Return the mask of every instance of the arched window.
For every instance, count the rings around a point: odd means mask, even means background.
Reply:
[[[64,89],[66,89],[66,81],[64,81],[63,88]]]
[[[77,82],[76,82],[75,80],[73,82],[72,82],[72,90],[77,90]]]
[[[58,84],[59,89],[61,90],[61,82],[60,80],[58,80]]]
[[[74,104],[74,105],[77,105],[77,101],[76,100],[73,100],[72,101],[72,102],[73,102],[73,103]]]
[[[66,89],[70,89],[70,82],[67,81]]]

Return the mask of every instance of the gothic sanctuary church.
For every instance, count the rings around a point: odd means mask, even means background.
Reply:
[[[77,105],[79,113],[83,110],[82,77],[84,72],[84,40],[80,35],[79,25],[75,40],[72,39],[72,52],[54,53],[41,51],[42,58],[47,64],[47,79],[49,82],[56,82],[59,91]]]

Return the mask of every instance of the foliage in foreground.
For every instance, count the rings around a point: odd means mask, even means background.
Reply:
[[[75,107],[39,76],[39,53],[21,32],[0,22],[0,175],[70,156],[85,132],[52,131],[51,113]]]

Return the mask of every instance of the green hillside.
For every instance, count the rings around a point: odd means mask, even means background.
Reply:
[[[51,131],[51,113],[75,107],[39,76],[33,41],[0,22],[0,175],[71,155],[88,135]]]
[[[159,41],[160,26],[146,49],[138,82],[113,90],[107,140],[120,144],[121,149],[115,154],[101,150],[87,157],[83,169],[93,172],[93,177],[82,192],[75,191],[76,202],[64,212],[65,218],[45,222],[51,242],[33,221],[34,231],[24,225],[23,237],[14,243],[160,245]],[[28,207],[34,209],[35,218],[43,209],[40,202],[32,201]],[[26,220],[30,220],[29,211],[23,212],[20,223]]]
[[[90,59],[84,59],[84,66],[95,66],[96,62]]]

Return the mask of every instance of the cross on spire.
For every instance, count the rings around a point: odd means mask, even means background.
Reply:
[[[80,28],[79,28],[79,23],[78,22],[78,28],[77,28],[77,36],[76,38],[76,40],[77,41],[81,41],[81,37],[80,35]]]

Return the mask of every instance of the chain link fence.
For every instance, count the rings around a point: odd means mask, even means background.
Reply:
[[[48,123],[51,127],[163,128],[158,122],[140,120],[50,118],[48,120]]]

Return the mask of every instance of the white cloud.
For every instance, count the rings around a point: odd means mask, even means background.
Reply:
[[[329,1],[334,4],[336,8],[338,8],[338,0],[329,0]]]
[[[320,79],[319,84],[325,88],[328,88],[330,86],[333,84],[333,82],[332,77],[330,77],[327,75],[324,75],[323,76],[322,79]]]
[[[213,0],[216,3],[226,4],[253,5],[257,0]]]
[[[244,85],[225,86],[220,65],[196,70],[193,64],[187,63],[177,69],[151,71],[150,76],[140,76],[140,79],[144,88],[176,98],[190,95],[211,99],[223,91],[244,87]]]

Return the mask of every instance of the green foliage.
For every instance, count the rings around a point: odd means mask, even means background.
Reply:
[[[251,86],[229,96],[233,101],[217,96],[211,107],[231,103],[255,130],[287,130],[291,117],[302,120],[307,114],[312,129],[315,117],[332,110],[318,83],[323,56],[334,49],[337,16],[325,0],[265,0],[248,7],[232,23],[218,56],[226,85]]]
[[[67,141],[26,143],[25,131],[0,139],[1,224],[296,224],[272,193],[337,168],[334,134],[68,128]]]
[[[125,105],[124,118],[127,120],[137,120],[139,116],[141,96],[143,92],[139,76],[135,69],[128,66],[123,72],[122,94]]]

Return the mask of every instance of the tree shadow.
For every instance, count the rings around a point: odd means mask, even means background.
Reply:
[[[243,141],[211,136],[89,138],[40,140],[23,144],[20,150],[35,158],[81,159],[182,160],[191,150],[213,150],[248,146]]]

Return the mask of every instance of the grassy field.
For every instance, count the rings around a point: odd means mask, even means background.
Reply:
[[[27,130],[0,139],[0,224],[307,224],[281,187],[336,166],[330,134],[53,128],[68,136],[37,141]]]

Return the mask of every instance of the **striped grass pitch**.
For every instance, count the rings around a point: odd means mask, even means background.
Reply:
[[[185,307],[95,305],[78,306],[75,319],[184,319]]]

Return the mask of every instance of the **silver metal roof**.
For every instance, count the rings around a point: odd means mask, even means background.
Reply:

****

PROBLEM DESCRIPTION:
Repeat only the lines from the one holding "Return the mask of every instance of the green foliage." through the last line of the data.

TASK ANSWER:
Return the mask of every instance of the green foliage.
For every instance, count the rings around a point: odd means mask, even means background.
Reply:
[[[251,86],[229,96],[233,101],[217,96],[211,107],[231,103],[255,130],[287,130],[291,117],[302,120],[307,114],[312,129],[315,117],[332,110],[318,83],[323,56],[334,49],[337,16],[325,0],[265,0],[248,7],[232,23],[218,56],[226,85]]]
[[[67,141],[26,143],[25,131],[0,139],[1,224],[296,224],[272,193],[337,168],[334,134],[68,128]]]
[[[125,105],[124,118],[127,120],[137,120],[139,116],[141,96],[143,92],[139,76],[135,69],[128,66],[123,72],[122,94]]]

Return the mask of every instance of the tree shadow.
For every instance, count the rings around a point: odd means mask, even means background.
Reply:
[[[243,141],[211,136],[89,138],[40,140],[23,144],[20,150],[35,158],[81,159],[182,160],[191,150],[213,150],[248,146]]]

Return the mask of every instance of the grassy field.
For every instance, count the rings around a point: odd means mask, even means background.
Reply:
[[[27,130],[0,139],[0,224],[307,224],[281,187],[336,166],[330,134],[53,128],[68,136],[37,141]]]

Return the mask of every instance of the **striped grass pitch**.
For every instance, count the rings around a point: odd means mask, even means background.
Reply:
[[[185,307],[95,305],[78,306],[75,319],[184,319]]]

Return the mask of every instance of the **silver metal roof**.
For every instance, count the rings around a point: odd means mask, even means background.
Reply:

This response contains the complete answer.